_Reading passage_.
....................

It works phenomenally well! Many even think we have glimmers of consciousness already.
However, there is a problem with this. Compared to the first method, we don’t know exactly what the network learnt. It might be the actual underlying rules which give rise to the complexity we see around us. It might well be statistical patterns it has gleaned that create epicycles that don’t scale.
The success with language is what gives us pause now. Human language, which we thought a confusing mess, seems to have enormous redundancy and structure too. Their success is contingent on the kind of complexity found in real-world data being rich in patterns, not arbitrary and entirely random.
This also means that something which learnt to use language also learnt the types of language that’s mostly used, i.e., language not in a platonic sense but actually communicate whatever is asked.
V. Uncertainty
If you think of a deep learning neural net as a store of patterns emergent from training, not just from the data but from the derivation of the data, some even invisible to us, what does that tell you? There is a combinatorially explosive number of patterns it can learn.

....................

Image-grounded pointing data
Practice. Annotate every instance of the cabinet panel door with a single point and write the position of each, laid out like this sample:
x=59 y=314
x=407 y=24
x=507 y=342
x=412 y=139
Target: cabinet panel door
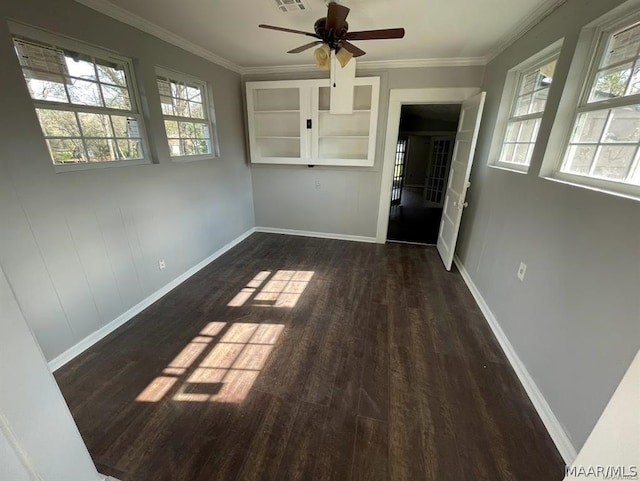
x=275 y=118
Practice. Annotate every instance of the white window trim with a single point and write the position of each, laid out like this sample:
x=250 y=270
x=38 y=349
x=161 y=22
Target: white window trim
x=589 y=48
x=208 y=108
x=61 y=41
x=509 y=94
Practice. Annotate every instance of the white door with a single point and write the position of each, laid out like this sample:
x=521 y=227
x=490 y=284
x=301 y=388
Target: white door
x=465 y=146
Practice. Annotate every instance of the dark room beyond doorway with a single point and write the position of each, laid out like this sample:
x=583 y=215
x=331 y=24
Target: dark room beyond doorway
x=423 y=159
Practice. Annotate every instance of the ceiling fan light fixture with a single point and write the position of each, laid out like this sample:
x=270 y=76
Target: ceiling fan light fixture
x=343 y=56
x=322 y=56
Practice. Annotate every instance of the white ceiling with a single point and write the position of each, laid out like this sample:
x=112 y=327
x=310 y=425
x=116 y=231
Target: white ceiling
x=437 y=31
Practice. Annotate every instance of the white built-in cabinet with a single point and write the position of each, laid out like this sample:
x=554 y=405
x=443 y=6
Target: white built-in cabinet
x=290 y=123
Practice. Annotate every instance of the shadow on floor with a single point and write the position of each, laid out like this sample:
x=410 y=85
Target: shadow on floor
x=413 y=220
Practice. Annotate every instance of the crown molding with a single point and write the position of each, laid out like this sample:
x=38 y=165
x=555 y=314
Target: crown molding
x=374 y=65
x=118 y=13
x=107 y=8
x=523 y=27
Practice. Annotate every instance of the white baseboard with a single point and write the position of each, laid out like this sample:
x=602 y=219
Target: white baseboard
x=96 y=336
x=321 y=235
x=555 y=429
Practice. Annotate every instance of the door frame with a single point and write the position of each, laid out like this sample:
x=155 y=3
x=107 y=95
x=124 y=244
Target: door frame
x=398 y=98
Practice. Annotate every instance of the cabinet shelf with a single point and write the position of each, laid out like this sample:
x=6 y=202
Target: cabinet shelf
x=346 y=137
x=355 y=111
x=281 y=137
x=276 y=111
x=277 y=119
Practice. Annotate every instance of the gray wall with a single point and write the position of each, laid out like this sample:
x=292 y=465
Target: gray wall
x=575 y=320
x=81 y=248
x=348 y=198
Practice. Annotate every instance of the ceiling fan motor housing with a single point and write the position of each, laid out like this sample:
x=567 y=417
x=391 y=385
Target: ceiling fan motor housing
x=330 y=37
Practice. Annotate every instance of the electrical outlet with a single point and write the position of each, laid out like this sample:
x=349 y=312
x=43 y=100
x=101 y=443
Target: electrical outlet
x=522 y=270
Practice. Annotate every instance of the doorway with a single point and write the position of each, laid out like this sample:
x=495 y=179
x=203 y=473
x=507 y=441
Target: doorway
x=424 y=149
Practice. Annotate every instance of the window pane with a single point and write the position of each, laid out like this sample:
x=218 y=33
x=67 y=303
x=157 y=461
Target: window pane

....................

_Tasks for this exercise_.
1. List every word in the text on deep learning that ends in "-ly," in the order the words appear.
2. Transcribe the text on deep learning starting at "It works phenomenally" and ending at "that don’t scale.".

_Answer set_.
1. phenomenally, exactly, entirely, mostly, actually, combinatorially

2.
It works phenomenally well! Many even think we have glimmers of consciousness already.
However, there is a problem with this. Compared to the first method, we don’t know exactly what the network learnt. It might be the actual underlying rules which give rise to the complexity we see around us. It might well be statistical patterns it has gleaned that create epicycles that don’t scale.